* _What is needed_
Take the line that has "Guideline: for every instance of the face mask graphic, the" in it and every line after it to the end of the entries, and reproduce them exactly.

* _Data provided_
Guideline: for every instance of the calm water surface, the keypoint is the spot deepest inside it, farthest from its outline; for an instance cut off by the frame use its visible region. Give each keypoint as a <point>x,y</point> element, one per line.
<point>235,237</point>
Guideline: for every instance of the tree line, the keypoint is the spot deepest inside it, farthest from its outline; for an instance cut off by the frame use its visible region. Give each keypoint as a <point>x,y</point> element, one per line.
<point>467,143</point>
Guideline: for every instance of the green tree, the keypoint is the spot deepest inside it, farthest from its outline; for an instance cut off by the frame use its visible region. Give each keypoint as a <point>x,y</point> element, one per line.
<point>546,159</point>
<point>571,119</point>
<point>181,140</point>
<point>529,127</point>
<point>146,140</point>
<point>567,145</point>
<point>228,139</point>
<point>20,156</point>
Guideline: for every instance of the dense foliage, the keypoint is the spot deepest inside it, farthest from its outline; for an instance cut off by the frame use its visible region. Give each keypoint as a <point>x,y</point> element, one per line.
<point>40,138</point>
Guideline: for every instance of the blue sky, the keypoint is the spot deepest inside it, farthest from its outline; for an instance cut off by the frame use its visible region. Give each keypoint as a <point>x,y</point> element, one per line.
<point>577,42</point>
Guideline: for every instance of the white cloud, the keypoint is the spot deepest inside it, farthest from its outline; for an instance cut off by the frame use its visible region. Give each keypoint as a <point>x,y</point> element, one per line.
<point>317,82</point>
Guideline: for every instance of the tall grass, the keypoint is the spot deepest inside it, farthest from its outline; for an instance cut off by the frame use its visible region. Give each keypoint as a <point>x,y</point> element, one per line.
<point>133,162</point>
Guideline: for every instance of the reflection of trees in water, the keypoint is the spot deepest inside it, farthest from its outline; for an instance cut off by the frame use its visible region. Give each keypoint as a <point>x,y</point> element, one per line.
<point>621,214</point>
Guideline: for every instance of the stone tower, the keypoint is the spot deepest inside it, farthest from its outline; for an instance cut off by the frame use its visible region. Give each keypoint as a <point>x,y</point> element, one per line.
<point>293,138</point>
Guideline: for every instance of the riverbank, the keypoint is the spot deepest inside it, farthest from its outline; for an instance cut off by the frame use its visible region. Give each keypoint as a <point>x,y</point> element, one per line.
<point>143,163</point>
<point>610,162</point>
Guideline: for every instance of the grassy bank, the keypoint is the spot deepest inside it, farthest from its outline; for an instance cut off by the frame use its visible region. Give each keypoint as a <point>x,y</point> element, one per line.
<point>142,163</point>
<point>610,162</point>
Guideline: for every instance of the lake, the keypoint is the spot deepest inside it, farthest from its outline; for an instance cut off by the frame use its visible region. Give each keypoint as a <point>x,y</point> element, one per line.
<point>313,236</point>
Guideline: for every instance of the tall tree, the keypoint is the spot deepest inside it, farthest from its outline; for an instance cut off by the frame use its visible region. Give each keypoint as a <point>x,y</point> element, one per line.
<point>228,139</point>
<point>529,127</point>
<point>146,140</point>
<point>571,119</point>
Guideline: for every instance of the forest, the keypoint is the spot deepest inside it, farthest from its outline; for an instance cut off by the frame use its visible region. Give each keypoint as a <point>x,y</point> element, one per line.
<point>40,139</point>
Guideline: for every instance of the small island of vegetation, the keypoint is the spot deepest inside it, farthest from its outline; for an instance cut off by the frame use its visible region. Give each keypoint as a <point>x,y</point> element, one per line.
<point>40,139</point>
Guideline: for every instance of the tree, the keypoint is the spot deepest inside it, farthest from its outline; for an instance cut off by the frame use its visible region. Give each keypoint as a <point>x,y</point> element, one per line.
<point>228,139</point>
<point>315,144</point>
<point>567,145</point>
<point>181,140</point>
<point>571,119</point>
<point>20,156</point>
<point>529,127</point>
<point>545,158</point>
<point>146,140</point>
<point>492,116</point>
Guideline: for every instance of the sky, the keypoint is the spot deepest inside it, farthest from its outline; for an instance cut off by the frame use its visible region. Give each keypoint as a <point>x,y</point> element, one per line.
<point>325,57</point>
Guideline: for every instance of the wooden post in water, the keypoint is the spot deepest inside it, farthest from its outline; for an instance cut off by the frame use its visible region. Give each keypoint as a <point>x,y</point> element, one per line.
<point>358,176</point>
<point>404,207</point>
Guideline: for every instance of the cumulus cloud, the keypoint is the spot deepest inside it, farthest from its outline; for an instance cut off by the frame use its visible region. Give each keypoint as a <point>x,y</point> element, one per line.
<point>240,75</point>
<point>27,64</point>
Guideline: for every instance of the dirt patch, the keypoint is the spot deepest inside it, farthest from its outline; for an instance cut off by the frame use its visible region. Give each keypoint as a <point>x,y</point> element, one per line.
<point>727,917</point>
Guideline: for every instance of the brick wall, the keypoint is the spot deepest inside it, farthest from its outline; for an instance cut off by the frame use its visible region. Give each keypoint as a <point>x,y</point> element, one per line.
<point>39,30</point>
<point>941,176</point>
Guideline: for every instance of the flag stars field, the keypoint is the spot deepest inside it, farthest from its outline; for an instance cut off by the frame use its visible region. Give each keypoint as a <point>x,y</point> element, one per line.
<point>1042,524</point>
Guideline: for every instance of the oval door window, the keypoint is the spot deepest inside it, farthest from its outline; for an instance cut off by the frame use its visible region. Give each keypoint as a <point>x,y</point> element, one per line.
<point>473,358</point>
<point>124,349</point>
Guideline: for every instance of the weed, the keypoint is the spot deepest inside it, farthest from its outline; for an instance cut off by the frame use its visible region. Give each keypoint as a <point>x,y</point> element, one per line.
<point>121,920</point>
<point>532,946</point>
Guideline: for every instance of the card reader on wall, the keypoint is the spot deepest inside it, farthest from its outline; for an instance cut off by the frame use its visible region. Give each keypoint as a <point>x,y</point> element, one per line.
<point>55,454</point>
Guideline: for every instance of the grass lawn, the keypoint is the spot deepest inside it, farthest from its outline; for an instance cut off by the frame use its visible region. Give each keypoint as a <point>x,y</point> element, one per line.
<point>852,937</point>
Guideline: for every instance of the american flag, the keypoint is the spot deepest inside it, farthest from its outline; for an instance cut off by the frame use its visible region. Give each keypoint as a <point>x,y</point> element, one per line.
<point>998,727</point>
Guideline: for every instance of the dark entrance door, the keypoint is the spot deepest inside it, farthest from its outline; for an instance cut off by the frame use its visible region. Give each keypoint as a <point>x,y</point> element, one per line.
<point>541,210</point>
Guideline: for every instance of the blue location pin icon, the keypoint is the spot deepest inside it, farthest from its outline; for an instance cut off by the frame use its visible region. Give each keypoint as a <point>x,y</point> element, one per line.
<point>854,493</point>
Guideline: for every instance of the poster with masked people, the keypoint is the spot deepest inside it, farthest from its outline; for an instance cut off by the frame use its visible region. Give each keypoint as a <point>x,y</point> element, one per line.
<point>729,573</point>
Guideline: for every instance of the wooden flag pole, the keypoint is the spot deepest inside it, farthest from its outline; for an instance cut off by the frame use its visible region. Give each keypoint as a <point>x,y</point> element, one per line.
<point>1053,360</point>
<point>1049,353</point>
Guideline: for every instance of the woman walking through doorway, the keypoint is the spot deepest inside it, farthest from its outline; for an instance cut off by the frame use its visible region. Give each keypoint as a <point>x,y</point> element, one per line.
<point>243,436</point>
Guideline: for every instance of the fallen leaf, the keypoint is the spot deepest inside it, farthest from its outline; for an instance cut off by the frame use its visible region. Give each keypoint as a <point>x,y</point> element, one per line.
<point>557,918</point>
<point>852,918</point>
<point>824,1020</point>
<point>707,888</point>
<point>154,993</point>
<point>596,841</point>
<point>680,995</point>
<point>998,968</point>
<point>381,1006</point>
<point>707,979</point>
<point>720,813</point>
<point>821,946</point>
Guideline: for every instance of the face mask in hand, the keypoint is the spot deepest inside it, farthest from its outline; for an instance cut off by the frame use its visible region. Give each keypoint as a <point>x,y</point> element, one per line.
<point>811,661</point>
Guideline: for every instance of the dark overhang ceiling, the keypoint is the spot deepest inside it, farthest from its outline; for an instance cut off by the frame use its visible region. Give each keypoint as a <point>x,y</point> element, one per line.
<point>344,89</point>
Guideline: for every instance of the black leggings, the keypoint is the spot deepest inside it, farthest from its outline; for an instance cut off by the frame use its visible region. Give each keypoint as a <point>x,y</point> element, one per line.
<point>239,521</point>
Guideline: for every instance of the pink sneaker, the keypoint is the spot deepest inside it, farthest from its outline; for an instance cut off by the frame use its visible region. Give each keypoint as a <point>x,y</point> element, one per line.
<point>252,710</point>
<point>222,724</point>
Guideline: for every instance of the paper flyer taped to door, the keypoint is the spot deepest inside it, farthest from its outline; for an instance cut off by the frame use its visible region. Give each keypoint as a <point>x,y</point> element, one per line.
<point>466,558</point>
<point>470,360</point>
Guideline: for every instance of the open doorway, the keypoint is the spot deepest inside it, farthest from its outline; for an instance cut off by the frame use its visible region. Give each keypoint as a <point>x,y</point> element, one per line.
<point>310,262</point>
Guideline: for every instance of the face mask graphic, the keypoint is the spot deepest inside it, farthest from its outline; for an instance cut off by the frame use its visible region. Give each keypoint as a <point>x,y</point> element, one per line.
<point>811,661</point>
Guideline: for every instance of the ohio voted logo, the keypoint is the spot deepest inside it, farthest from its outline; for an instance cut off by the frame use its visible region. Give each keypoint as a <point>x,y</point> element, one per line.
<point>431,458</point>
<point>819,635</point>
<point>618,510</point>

* _Response_
Guideline: for every instance of the face mask graphic, the keypoint is the spot deepest inside it, farthest from its outline; for an instance cut off by the frame use its visible region. Give each keypoint as a <point>x,y</point> element, one per line.
<point>811,661</point>
Guideline: for every instance of the ohio voted logo, the keypoint is the spot deepest inside it, farthest from its outline; for an instance cut off by the frame use its visible region. Give each keypoint as a <point>x,y</point> element, one per line.
<point>431,458</point>
<point>819,635</point>
<point>618,510</point>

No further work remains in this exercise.